# TASK GOAL
Go through the entries and copy each one exactly. Leave none out.

(Records excerpted from a collection)
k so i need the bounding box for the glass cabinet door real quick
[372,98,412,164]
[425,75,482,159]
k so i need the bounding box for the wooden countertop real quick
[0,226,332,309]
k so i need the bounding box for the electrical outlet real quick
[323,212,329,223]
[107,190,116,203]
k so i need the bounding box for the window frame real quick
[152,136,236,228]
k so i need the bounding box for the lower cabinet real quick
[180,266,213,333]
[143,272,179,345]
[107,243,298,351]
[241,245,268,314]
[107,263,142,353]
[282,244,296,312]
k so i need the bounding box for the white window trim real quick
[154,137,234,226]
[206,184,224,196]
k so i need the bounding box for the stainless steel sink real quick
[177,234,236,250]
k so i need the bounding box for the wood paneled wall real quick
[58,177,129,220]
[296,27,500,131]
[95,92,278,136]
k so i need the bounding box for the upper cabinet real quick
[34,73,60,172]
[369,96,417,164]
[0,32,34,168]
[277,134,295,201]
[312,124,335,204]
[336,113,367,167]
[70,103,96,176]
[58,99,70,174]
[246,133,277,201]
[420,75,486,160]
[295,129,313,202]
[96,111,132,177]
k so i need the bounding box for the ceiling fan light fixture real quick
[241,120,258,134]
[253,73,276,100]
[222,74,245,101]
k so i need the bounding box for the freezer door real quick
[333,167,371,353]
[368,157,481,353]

# REPLY
k so i need the bounding box for the glass cabinet door real quick
[372,98,412,164]
[425,75,482,159]
k so i need the bounding box for the wooden countertop real quick
[0,226,332,309]
k so i need the bounding box for the electrical outlet real quick
[323,212,329,223]
[107,190,116,203]
k so i need the bounding box for the window frame real quick
[152,136,236,228]
k so i need the bounding box for the lower cabinet real quick
[180,266,213,333]
[143,272,179,345]
[107,243,298,351]
[241,245,268,314]
[107,263,142,353]
[282,244,296,312]
k so i need the bounding box for the white window trim real quick
[154,137,234,226]
[206,184,224,196]
k so i need the bounding box for the stainless steel sink real quick
[177,234,236,250]
k so i need the bounding box for the wood paneled wall real quick
[58,177,129,220]
[296,27,500,131]
[95,92,278,136]
k so i need the bounding box for the upper cabinet real quick
[34,73,60,172]
[369,96,417,164]
[0,32,34,168]
[277,134,295,201]
[312,124,335,204]
[336,113,367,167]
[70,103,96,176]
[58,99,70,174]
[246,133,277,201]
[420,75,486,160]
[295,129,313,202]
[96,111,132,177]
k so i need the bounding box for the ceiling fan light fixture real quick
[241,120,258,134]
[253,73,276,100]
[222,74,245,101]
k so i need the bounding box for the freezer door real quick
[333,167,371,353]
[368,157,481,353]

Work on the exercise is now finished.